» **Your goal**
Copy the listing below word for word, every line of it, leaving out the pictures.

» **Listed entries**
::::

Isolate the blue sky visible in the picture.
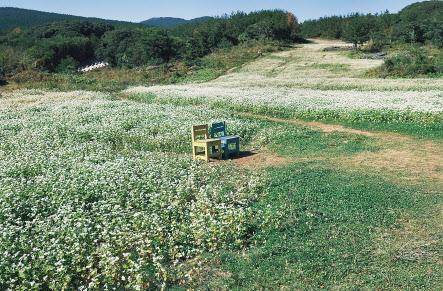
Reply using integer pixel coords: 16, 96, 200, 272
0, 0, 424, 22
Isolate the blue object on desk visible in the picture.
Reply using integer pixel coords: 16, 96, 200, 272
211, 121, 240, 158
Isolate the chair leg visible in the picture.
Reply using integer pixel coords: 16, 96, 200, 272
218, 143, 223, 160
205, 144, 210, 162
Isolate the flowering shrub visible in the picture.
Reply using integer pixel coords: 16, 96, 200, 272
0, 91, 262, 290
127, 84, 443, 112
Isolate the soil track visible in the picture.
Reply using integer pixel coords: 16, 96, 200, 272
242, 113, 443, 190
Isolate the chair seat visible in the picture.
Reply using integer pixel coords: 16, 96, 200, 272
193, 138, 220, 145
220, 135, 240, 143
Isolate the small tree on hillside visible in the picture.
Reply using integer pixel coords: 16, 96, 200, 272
343, 14, 374, 49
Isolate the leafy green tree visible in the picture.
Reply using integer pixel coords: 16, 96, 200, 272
343, 14, 374, 48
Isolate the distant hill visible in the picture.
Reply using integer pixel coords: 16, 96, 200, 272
0, 7, 139, 30
140, 16, 212, 28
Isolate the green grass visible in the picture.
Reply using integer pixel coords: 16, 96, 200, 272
195, 162, 443, 290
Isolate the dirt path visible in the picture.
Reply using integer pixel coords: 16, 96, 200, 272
242, 113, 443, 190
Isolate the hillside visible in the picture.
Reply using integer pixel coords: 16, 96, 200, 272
0, 7, 138, 30
140, 16, 211, 28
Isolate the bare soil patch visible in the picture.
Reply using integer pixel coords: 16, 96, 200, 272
231, 151, 291, 168
242, 113, 443, 189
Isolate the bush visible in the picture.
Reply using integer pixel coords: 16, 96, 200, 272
380, 46, 443, 77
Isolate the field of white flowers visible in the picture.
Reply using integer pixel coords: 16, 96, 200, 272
126, 40, 443, 113
0, 43, 443, 290
0, 91, 274, 290
126, 84, 443, 113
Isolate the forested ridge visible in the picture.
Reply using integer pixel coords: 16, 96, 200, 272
300, 1, 443, 48
300, 1, 443, 77
0, 10, 298, 73
0, 7, 141, 31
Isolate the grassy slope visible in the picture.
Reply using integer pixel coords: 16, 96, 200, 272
121, 40, 443, 290
172, 115, 443, 290
1, 38, 443, 289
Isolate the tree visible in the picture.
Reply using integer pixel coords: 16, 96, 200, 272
343, 14, 374, 49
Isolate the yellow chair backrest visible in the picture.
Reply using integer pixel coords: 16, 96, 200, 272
192, 124, 209, 141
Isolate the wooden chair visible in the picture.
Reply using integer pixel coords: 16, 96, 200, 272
192, 124, 223, 162
211, 121, 240, 158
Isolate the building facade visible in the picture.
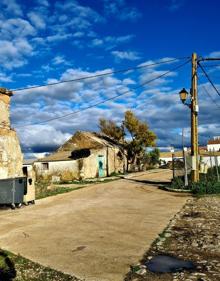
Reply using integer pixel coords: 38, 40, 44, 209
207, 136, 220, 151
0, 88, 23, 179
34, 132, 126, 181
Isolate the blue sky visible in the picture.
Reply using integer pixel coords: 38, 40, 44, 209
0, 0, 220, 156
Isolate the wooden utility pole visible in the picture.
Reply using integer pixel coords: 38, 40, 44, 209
191, 53, 199, 182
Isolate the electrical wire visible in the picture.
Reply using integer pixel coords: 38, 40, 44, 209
12, 57, 189, 92
198, 79, 220, 108
198, 63, 220, 96
16, 60, 190, 128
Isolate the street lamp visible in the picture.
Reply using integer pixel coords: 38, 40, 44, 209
179, 53, 199, 182
179, 88, 189, 104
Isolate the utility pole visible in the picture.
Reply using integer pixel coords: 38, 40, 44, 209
191, 53, 199, 182
182, 128, 189, 187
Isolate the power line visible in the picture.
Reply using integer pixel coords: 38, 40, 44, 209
16, 59, 190, 128
198, 63, 220, 96
199, 79, 220, 108
203, 64, 220, 68
12, 57, 189, 92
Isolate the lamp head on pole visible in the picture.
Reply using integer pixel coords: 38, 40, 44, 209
179, 88, 189, 104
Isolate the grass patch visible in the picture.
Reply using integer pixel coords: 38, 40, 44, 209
169, 167, 220, 196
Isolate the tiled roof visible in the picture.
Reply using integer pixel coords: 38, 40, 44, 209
36, 131, 120, 162
208, 139, 220, 144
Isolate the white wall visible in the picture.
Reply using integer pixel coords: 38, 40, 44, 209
207, 144, 220, 151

::::

» **Output of the exercise**
Isolate the blue sky visible in the picture.
Reply using integer pixel coords: 16, 96, 200, 272
0, 0, 424, 22
Isolate the blue object on desk visible in the picture.
Reply using integer pixel coords: 16, 96, 200, 272
211, 121, 240, 158
Isolate the chair leg visible in the picture.
Reply using integer pixel coords: 16, 96, 200, 272
218, 143, 223, 160
205, 144, 210, 162
Isolate the flowering shrub visible in the picture.
Reply using integer pixel coords: 16, 96, 200, 272
0, 91, 262, 290
127, 84, 443, 112
Isolate the soil track visible in the picture.
Reply using integer pixel coords: 16, 96, 200, 272
242, 113, 443, 190
Isolate the chair seat visible in the picture.
Reply using integer pixel coords: 16, 96, 200, 272
193, 138, 220, 145
220, 135, 240, 143
Isolate the small tree on hillside visible in the picture.
Reply using integer pixel coords: 16, 96, 200, 272
343, 14, 374, 49
Isolate the leafy green tree visible in the picture.
Reply using integer pixel coords: 16, 96, 200, 272
343, 14, 374, 48
Isolate the distant hill visible in the picture.
Reply using integer pixel coords: 16, 96, 200, 272
0, 7, 139, 30
140, 16, 212, 28
Isolate the green grass visible in the picture.
Reply using integer pixel coords: 16, 96, 200, 272
195, 162, 443, 290
Isolate the dirt path visible in the picture.
Reply using integer pixel coords: 16, 96, 200, 272
242, 113, 443, 190
Isolate the hillside visible in the picture.
Reply using integer pixel coords: 16, 96, 200, 272
0, 7, 138, 30
140, 16, 211, 28
Isolate the bare soil patch visible in the picture.
Reply using integer pixel coords: 16, 96, 200, 272
231, 151, 291, 168
242, 113, 443, 189
Isolate the bush visible in the picture.
Reply using integer pixel coords: 16, 96, 200, 272
380, 46, 443, 77
Isolate the field of white flowers visible in the picture.
Reply using integer pixel coords: 16, 96, 200, 272
126, 40, 443, 113
0, 43, 443, 290
0, 91, 274, 290
126, 84, 443, 113
Isolate the forested ridge visible in the picture.
Reply using integer pixel coords: 16, 96, 200, 272
300, 1, 443, 48
300, 1, 443, 77
0, 10, 298, 73
0, 7, 141, 31
Isolate the grassy slope visible in the picture.
Reply using integer pixel coords: 16, 96, 200, 272
121, 40, 443, 290
172, 115, 443, 290
1, 38, 443, 289
Isolate the tree visible in the picture.
Reply using integer pixel coords: 16, 96, 200, 272
343, 14, 374, 49
Isolate the yellow chair backrest visible in the picture.
Reply using integer pixel coords: 16, 96, 200, 272
192, 124, 209, 141
Isolate the wooden chair visible in the picture.
Reply using integer pixel coords: 16, 96, 200, 272
192, 124, 223, 162
211, 121, 240, 158
Isolate the building facade visible in the picture.
Reply using integer pixel coords: 38, 40, 44, 209
207, 136, 220, 151
0, 88, 23, 179
34, 132, 126, 181
Isolate the blue sky visible in the picture.
Reply using integer pixel coords: 38, 40, 44, 209
0, 0, 220, 156
Isolate the wooden utility pole visible in the picture.
Reply using integer pixel coords: 38, 40, 44, 209
191, 53, 199, 182
Isolate the electrical wire visible in the picture.
Reply using integer pixel coords: 38, 40, 44, 209
12, 57, 189, 92
198, 79, 220, 108
198, 63, 220, 96
16, 60, 190, 128
Isolate the street lamp visible in the picture.
Reply using integer pixel coords: 38, 40, 44, 209
179, 53, 199, 182
179, 88, 189, 104
Isolate the utility pole visible in the picture.
Reply using integer pixel coords: 38, 40, 44, 209
191, 53, 199, 182
182, 128, 189, 187
Isolate the power line visible in the picture.
Reply using integer pixel coords: 38, 40, 44, 209
16, 59, 190, 128
198, 63, 220, 96
199, 79, 220, 108
203, 64, 220, 68
12, 57, 189, 92
Isolate the lamp head on pole visible in the picture.
Reply using integer pixel coords: 38, 40, 44, 209
179, 88, 189, 104
Isolate the grass patch visible in the picture.
Reply using integer pixel coords: 38, 40, 44, 209
169, 167, 220, 196
Isolate the tiled roof visible in the picture.
Reply using integer pixel coords: 38, 40, 44, 209
36, 131, 120, 162
208, 139, 220, 144
Isolate the white wall visible in the picture.
Reply using integer pixel coords: 38, 40, 44, 209
207, 144, 220, 151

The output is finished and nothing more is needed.